Please answer these questions from the executive summary:
(a) On what date was the white paper released?
(b) In what year did the Cato Institute publish its earlier study on the work versus welfare trade-off?
(c) What program replaced Aid to Families with Dependent Children under the 1996 welfare reform legislation?

• [DOCUMENT TEXT]
*** Block opens ***

Below is the Executive Summary from a white paper released by the CATO Institute on August 19. The white paper was entitled, “The Work versus Welfare Trade-Off: 2013.”

Executive Summary

In 1995, the Cato Institute published a groundbreaking study,The Work vs. WelfareTrade-Off, which estimated the value of the full package of welfare benefits available to a typical recipient in each of the 50 states and the District of Columbia. It found that not only did the value of such benefits greatly exceed the poverty level but, because welfare benefits are tax-free, their dollar value was greater than the amount of take-home income a worker would receive from an entry-level job.

Since then, many welfare programs have undergone significant change, including the 1996 welfare reform legislation that ended the Aid to Families with Dependent Children program and replaced it with the Temporary Assistance to Needy Families program. Accordingly, this paper examines the current welfare system in the same manner as the 1995 paper. Welfare benefits continue to outpace the income that most recipients can expect to earn from an entry-level job, and the balance between welfare and work may actually have grown worse in recent years.

*** Block closes ***

[Dataset entries]

*** Block opens ***

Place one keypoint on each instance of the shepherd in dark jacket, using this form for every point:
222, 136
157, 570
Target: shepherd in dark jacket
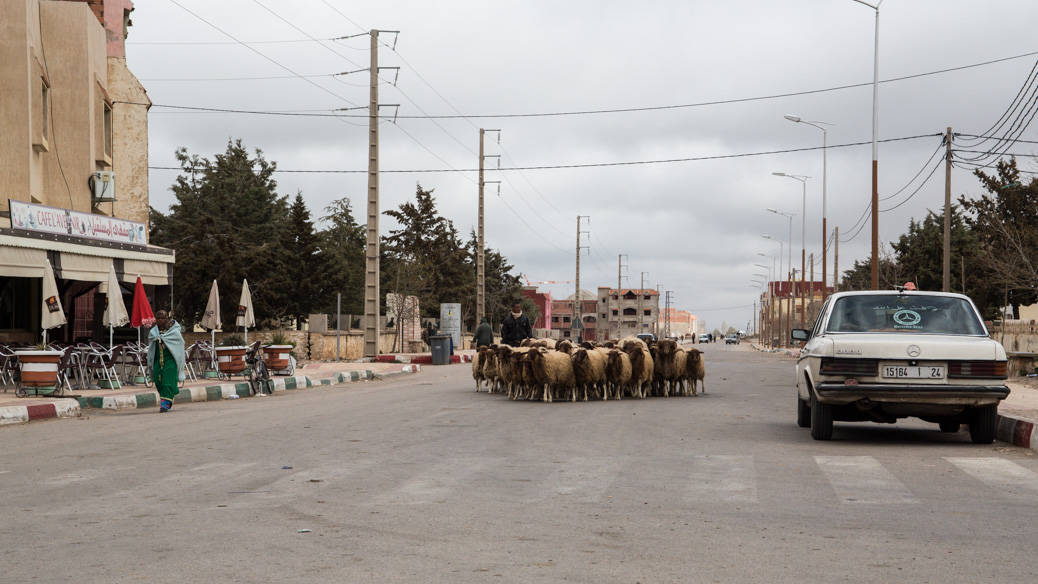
516, 327
484, 334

*** Block closes ***

• [OUTPUT]
(a) August 19
(b) 1995
(c) The Temporary Assistance to Needy Families program